TRECHO FORNECIDO:
..........
Neste momento, a empresa tem 148 lojas em funcionamento, seguindo autorizações municipais e estaduais, de um total de 750. Elas estão operando em Estados do Sul, Nordeste e parte de Minas Gerais, locais de menor peso nas vendas – no mercado paulista, responsável por 40% do negócio, as lojas continuam fechadas. Na primeira semana de funcionamento, os pontos reabertos faziam de 20% a 30% da venda do período anterior ao isolamento. Esse percentual chegou a 50% na semana passada.
Apesar da elevação no índice, o empresário não arrisca dizer que se trate de uma retomada gradual. “É difícil ter certeza. O que sabemos é que as lojas de rua têm tido melhor desempenho que as de shopping, talvez pelo temor maior de contágio nesses locais”. Cerca de 25% das unidades da rede estão em ruas e avenidas. Caso se confirme em outras áreas do varejo, esse movimento pode representar, no curto prazo, uma reversão de tendência. Há anos, esses pontos crescem menos da metade das lojas em shoppings.
..........
DADOS FORNECIDOS:
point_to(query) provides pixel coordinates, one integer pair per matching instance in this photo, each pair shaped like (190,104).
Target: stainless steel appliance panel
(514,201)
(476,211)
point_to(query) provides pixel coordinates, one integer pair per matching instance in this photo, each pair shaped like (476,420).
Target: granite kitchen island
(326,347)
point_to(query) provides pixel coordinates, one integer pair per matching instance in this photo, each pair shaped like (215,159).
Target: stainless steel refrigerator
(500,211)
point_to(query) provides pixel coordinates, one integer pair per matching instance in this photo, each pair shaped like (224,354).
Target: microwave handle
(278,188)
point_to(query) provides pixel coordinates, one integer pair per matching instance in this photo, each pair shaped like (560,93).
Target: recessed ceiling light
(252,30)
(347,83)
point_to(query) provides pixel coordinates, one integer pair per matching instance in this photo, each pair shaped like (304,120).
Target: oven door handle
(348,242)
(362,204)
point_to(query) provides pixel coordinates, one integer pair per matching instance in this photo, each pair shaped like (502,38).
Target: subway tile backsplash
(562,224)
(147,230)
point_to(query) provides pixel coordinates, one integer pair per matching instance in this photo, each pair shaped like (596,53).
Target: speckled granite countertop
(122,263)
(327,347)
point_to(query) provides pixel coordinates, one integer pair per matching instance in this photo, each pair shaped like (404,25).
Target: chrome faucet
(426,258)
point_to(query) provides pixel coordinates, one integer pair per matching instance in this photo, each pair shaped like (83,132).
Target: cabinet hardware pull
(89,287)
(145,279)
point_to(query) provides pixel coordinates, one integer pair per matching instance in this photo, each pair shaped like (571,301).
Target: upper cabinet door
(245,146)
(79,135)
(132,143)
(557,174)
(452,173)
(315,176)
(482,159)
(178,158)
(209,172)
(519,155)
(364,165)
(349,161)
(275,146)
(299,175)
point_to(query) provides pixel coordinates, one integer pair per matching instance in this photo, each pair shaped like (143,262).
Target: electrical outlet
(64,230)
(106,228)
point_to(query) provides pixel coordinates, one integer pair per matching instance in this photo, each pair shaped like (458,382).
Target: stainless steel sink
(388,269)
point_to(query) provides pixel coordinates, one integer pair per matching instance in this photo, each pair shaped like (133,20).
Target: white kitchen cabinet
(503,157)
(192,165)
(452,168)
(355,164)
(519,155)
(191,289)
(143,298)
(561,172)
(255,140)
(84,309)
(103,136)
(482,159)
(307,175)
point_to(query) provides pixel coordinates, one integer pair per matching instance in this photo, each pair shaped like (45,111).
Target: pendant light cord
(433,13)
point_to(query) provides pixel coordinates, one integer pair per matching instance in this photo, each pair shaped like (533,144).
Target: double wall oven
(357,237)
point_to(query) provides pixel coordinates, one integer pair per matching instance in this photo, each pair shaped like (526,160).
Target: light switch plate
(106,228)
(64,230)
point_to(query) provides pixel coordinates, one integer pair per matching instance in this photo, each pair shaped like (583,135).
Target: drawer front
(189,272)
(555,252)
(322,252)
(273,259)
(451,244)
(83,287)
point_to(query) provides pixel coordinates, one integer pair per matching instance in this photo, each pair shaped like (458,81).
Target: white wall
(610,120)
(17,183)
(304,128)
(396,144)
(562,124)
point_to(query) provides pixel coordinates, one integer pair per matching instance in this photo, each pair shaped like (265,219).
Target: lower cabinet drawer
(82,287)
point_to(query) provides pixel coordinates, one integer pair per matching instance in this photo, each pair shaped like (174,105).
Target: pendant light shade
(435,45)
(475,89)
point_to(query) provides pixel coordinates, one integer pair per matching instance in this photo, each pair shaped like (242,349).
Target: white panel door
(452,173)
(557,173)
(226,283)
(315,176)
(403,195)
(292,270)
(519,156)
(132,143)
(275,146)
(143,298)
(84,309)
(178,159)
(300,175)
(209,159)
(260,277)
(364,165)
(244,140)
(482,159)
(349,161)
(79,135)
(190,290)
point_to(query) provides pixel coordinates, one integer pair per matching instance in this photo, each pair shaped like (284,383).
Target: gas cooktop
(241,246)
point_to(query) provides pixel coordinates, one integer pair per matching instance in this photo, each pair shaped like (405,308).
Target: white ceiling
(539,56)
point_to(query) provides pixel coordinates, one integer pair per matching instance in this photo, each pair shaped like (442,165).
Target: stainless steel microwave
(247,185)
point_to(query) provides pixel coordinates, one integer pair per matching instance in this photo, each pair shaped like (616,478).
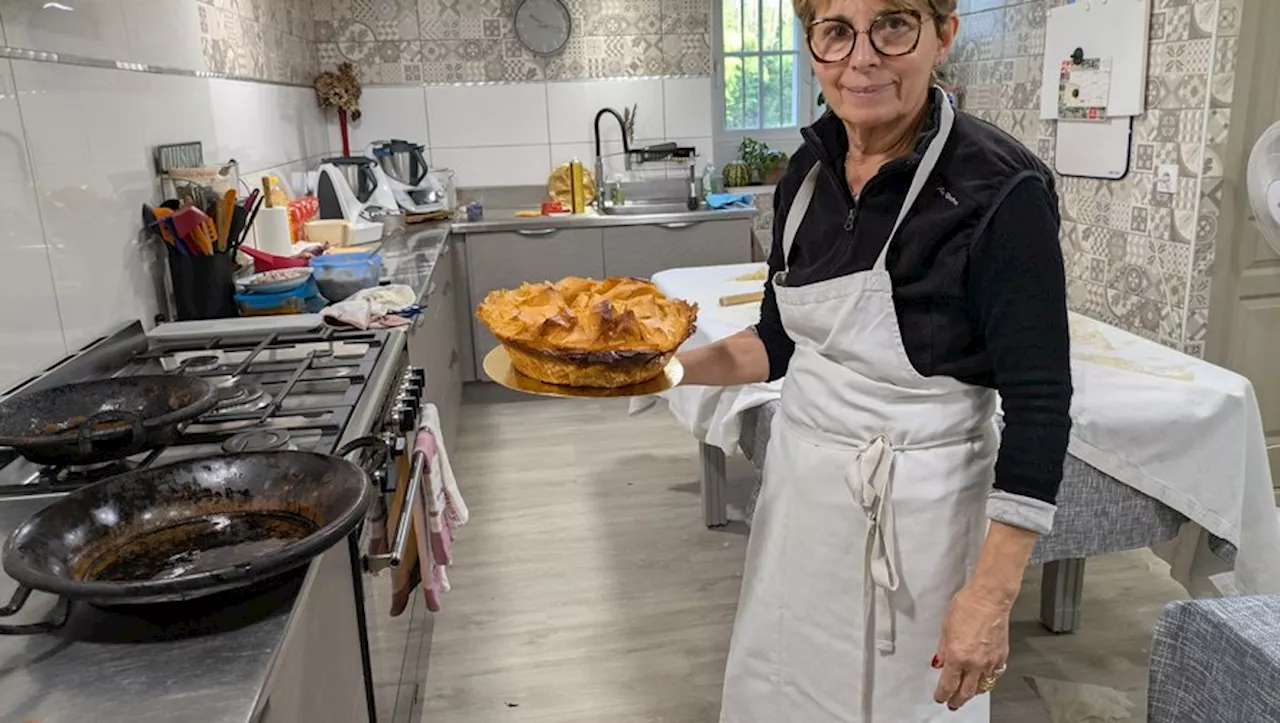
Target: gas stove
(277,390)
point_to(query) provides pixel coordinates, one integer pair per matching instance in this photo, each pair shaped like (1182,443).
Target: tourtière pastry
(589,333)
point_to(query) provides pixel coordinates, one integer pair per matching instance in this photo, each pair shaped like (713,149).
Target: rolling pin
(737,300)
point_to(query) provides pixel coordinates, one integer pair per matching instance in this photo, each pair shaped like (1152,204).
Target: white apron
(872,513)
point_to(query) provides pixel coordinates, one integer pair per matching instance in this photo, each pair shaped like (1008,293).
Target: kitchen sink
(647,207)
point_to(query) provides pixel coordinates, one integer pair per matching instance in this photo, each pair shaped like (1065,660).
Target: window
(763,82)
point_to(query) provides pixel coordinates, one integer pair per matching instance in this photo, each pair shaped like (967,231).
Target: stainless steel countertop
(110,667)
(410,256)
(506,219)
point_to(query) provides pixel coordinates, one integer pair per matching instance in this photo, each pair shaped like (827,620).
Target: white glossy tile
(83,27)
(387,113)
(164,32)
(572,108)
(688,108)
(510,165)
(101,265)
(487,115)
(264,126)
(76,114)
(178,110)
(31,334)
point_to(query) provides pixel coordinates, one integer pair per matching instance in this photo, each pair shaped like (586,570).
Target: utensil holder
(204,287)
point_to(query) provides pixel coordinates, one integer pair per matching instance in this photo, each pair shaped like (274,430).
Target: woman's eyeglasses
(891,35)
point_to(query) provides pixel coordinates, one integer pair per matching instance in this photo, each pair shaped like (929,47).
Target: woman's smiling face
(869,88)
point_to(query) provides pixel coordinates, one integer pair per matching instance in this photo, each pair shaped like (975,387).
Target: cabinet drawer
(643,251)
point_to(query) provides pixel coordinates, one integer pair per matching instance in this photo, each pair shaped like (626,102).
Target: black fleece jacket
(977,270)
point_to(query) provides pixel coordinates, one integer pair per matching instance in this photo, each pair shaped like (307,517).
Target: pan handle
(403,535)
(137,431)
(373,462)
(19,598)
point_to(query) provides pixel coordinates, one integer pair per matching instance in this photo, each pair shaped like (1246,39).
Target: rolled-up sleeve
(777,344)
(1018,289)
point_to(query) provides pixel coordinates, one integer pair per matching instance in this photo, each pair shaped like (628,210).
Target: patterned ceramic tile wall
(272,40)
(446,41)
(1136,257)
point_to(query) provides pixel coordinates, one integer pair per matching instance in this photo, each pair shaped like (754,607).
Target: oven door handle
(400,549)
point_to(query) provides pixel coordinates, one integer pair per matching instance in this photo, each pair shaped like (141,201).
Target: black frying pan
(87,422)
(186,530)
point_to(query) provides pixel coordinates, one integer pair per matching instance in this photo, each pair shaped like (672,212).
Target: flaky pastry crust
(589,333)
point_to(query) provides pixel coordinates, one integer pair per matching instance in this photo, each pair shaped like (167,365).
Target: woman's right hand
(731,361)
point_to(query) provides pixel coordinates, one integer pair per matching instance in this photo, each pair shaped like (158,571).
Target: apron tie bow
(871,480)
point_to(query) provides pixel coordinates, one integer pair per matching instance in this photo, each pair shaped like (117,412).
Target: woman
(915,273)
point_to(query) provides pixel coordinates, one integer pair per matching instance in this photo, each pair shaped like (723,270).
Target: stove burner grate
(241,397)
(200,364)
(259,440)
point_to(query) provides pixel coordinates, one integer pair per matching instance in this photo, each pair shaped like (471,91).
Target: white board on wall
(1115,30)
(1093,150)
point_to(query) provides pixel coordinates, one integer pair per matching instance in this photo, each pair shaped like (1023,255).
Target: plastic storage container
(302,300)
(343,274)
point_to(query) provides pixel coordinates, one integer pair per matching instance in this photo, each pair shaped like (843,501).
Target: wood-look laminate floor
(586,589)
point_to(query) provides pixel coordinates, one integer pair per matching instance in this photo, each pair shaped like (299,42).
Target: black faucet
(599,158)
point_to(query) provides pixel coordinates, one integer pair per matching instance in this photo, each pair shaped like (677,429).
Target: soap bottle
(577,186)
(709,181)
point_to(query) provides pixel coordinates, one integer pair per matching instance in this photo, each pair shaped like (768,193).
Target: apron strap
(922,173)
(795,215)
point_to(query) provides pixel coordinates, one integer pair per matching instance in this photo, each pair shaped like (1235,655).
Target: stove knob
(406,419)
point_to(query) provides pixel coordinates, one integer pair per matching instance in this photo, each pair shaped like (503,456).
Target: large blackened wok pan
(95,421)
(184,530)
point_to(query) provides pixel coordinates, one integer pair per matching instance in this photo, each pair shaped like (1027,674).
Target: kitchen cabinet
(464,311)
(434,343)
(643,251)
(506,260)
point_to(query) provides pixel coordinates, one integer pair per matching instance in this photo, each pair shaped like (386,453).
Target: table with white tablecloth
(1166,451)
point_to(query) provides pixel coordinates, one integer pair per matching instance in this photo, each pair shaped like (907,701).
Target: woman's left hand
(974,645)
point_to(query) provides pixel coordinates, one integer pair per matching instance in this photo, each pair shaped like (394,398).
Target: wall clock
(543,26)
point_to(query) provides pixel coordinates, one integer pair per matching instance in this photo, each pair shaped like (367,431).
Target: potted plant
(766,164)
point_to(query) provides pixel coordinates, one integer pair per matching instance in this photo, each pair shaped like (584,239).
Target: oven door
(396,612)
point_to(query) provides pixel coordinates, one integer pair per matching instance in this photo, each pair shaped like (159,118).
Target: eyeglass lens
(891,35)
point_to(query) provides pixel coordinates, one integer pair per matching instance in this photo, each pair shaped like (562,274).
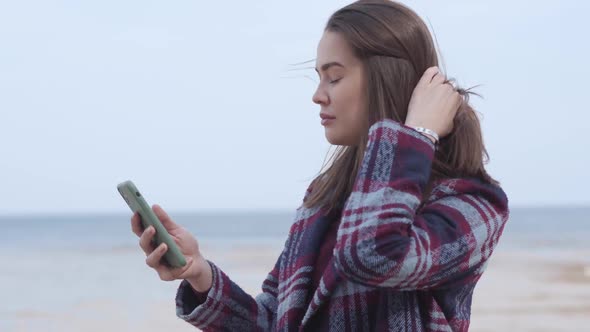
..........
PARTES DO EXERCÍCIO:
[1] Diga se cada afirmação abaixo está de acordo com o trecho sobre a reabertura das lojas. Responda sim ou não e cite literalmente as palavras do trecho que justificam a resposta.
(a) No mercado paulista, as lojas da empresa continuam fechadas.
(b) As lojas de shopping têm tido melhor desempenho que as de rua.
(c) Na semana passada, o percentual de vendas dos pontos reabertos chegou a 50%.
[2] Prossiga com o trecho sobre a reabertura das lojas da empresa, começando logo após a última frase apresentada.

RESPOSTAS ÀS TAREFAS:
[1]
(a) Sim: “no mercado paulista, responsável por 40% do negócio, as lojas continuam fechadas”.
(b) Não: “as lojas de rua têm tido melhor desempenho que as de shopping”.
(c) Sim: “Esse percentual chegou a 50% na semana passada.”

[2]
O empresário defende que a reabertura do comércio siga critérios médicos e critica a politização do assunto. “Eu acho que temos que ir abrindo, mas sou contra retornar a abertura para todo mundo ser contaminado. Tem que respeitar a ciência. Eu recrimino muito a politização desse debate. Temos que parar de provocar desunião, e deixar essa briga de político lá para frente. Vamos parar com a provocação. Acho que agora chega, não é hora disso.”
Frente ao cenário de demanda fraca, ele vê um ambiente de forte competição em preços. “Já sentimos o mercado mais competitivo no Dia das Mães e vamos viver um estado promocional fortíssimo porque todo mundo quer fazer venda”, diz. “É um ano perdido em termos de crescimento, e todo o nosso setor vai andar para trás. É pior que o último período de recessão que vivemos.”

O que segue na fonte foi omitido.